* Text provided *
• • • • • • •

Pop-culture’s fascination of glamourising the sick.

During my routine social media catch up, I noticed an uproar of excitement on my Twitter timeline surrounding a film trailer with Cole Sprouse’s face planted across it, very comfortably sporting some oxygen tubes up his nose. Interest peaked, I watched the trailer. After about a minute, I found myself muttering: “who on earth asked for this film?” Unfortunately, the answer is 12-year-old me. 

Five Feet Apart (due March 2019), starring Cole Sprouse (the more annoying twin from Disney Channel’s The Suite Life of Zack & Cody) and Haley Lu Richardson, focuses on two teenagers hospitalized with Cystic Fibrosis. Now, Cystic Fibrosis is a long-term life threatening genetic illness which as of yet is incurable, I should know as I was diagnosed with it upon birth. To keep it as contained as possible, patients take around 40+ tablets throughout the day, accompanied by a few sets of treatment and regular hospital visits.

• • • • • • •

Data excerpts
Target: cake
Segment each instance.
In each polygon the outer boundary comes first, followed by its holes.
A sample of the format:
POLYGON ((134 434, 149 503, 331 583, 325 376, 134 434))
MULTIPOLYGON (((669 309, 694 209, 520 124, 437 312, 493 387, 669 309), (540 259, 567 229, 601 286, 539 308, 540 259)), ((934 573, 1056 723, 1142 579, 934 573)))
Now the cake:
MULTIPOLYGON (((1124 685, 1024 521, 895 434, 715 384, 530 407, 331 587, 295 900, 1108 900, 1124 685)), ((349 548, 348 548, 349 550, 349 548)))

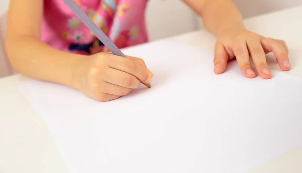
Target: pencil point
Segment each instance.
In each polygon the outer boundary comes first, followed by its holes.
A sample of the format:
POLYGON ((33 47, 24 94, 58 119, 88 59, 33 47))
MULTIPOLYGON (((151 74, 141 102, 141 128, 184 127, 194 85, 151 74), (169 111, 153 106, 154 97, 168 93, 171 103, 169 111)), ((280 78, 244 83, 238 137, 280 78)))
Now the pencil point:
POLYGON ((150 85, 150 84, 146 84, 146 83, 142 83, 143 84, 144 84, 145 86, 146 86, 148 88, 151 88, 151 85, 150 85))

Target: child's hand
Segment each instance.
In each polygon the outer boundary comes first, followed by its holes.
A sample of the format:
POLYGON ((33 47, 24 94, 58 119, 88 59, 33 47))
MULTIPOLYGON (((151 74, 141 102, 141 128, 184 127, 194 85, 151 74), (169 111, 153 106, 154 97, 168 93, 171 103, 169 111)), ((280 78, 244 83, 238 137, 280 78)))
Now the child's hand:
POLYGON ((248 78, 256 75, 251 65, 250 55, 256 70, 264 79, 272 77, 265 54, 272 52, 282 70, 290 69, 288 49, 282 40, 263 37, 244 28, 229 28, 217 35, 215 48, 214 71, 220 74, 225 70, 228 61, 235 57, 242 73, 248 78))
POLYGON ((109 53, 90 56, 79 68, 78 88, 89 97, 107 101, 127 94, 141 82, 149 83, 153 74, 144 62, 128 58, 109 53))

• • • • • • •

* Exercise requirements *
A. According to the piece on pop culture glamourising illness, when is Five Feet Apart due?
B. List the things the piece on pop culture glamourising illness says Cystic Fibrosis patients do to keep the illness as contained as possible.
C. Continue the piece on pop culture glamourising illness from its last sentence, keeping the same first-person voice.
These data excerpts come from a separate source.

* Written answers *
A. March 2019

B.
- Take around 40+ tablets throughout the day
- Do a few sets of treatment
- Go to regular hospital visits

C.
The trailer briefly includes elements of CF, but focuses mainly on a corny forbidden love trope between two patients. The film is titled Five Feet Apart due to an apparent rule (which I have never heard of) that CF patients are to stay five feet apart from each other to lessen the risk of cross-infection; each patient grows different bugs that can be detrimental if passed onto another. In my experience, doctors have implemented the rule of merely staying the hell away from all other patients to reduce this risk entirely. CF specialist hospital wards contain individual rooms fitted with en-suites and flat screens, nobody roams the corridors for anything. My issue lies not only with the slightly inaccurate portrayal of CF life, but seeing able-bodied actors stick oxygen tubes up their nose sends a genuine rage coursing through my veins. The veins that have been poked and prodded at for 19 years to weave tubes through to feed medicine into my bloodstream.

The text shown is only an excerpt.